> _YOUR TASK_
Reproduce every line of the data below word for word, with nothing changed, added, or left out.

> _MATERIAL SHOWN_
>> Start

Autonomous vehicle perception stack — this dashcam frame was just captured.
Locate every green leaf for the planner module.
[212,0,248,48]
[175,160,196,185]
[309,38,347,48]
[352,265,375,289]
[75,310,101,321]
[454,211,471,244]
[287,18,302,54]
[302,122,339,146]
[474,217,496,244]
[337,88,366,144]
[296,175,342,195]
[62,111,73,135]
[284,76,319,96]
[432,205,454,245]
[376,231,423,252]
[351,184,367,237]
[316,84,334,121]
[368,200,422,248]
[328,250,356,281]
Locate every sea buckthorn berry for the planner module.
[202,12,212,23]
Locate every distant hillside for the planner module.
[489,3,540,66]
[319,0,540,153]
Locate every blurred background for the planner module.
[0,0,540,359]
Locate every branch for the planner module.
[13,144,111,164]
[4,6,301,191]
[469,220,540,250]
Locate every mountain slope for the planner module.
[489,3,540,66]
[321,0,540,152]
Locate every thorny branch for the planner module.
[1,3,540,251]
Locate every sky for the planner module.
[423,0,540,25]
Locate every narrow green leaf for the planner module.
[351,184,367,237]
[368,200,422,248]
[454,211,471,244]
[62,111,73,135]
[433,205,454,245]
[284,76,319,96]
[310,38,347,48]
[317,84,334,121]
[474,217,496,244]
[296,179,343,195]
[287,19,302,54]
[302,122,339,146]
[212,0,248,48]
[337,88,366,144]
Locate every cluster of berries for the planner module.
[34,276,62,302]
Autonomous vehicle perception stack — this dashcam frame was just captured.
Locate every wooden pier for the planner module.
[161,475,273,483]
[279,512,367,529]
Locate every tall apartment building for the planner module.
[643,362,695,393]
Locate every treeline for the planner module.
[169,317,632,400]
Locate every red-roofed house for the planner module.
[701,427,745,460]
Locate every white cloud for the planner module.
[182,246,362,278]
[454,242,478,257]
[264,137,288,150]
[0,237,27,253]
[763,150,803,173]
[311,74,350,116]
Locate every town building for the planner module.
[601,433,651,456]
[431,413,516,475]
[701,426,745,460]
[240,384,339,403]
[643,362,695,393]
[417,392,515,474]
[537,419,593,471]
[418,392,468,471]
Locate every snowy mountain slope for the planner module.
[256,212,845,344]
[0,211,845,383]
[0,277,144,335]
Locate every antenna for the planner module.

>> End

> _ANSWER BELOW_
Autonomous vehicle perception stack — this dashcam frame was just captured.
Locate every green leaf for the planner module.
[212,0,248,48]
[175,160,196,185]
[309,38,347,48]
[352,265,375,289]
[75,310,101,321]
[454,211,471,244]
[287,18,302,54]
[302,122,339,146]
[474,217,496,244]
[337,88,366,144]
[296,175,342,195]
[62,111,73,135]
[284,76,319,96]
[432,205,454,245]
[376,231,423,252]
[351,184,367,237]
[316,84,334,121]
[368,200,422,248]
[328,250,356,281]
Locate every sea buckthorn berry for the planner module.
[202,12,212,23]
Locate every distant hillside for the planner module.
[489,3,540,66]
[319,0,540,153]
Locate every blurred background for the planner module.
[0,0,540,359]
Locate every branch for the planner module.
[13,144,111,164]
[4,6,301,191]
[469,220,540,250]
Locate every mountain slope for the planner module.
[489,3,540,66]
[321,0,540,152]
Locate every thorny branch for the planner module.
[1,3,540,251]
Locate every sky for the planner module.
[423,0,540,25]
Locate every narrow green leaf for the planner module.
[351,184,367,237]
[368,200,422,248]
[454,211,471,244]
[62,111,73,135]
[433,205,454,245]
[284,76,319,96]
[310,38,347,48]
[317,84,334,121]
[474,217,496,244]
[296,179,343,195]
[287,19,302,54]
[302,122,339,146]
[212,0,248,48]
[337,88,366,144]
Locate every cluster of berries for the planner module.
[34,276,62,302]
Autonomous vehicle perception stack — this dashcam frame was just captured.
Locate every wooden pier for the planner module.
[161,475,273,483]
[279,512,367,529]
Locate every tall apartment building for the planner module.
[643,362,695,393]
Locate every treeline for the planner module.
[169,317,632,400]
Locate every red-roofed house for the planner module.
[701,427,745,460]
Locate every white cloud for the planner module.
[182,246,362,278]
[454,242,478,257]
[264,137,288,150]
[0,237,27,253]
[763,150,803,173]
[311,74,350,116]
Locate every town building for the planner module.
[601,433,651,456]
[431,413,516,475]
[701,426,745,460]
[240,384,339,403]
[643,362,695,393]
[417,392,515,474]
[537,419,593,471]
[418,392,468,471]
Locate every snowy mountain slope for the planner module.
[256,212,845,344]
[0,211,845,383]
[0,277,144,335]
Locate every antenna for the planner module.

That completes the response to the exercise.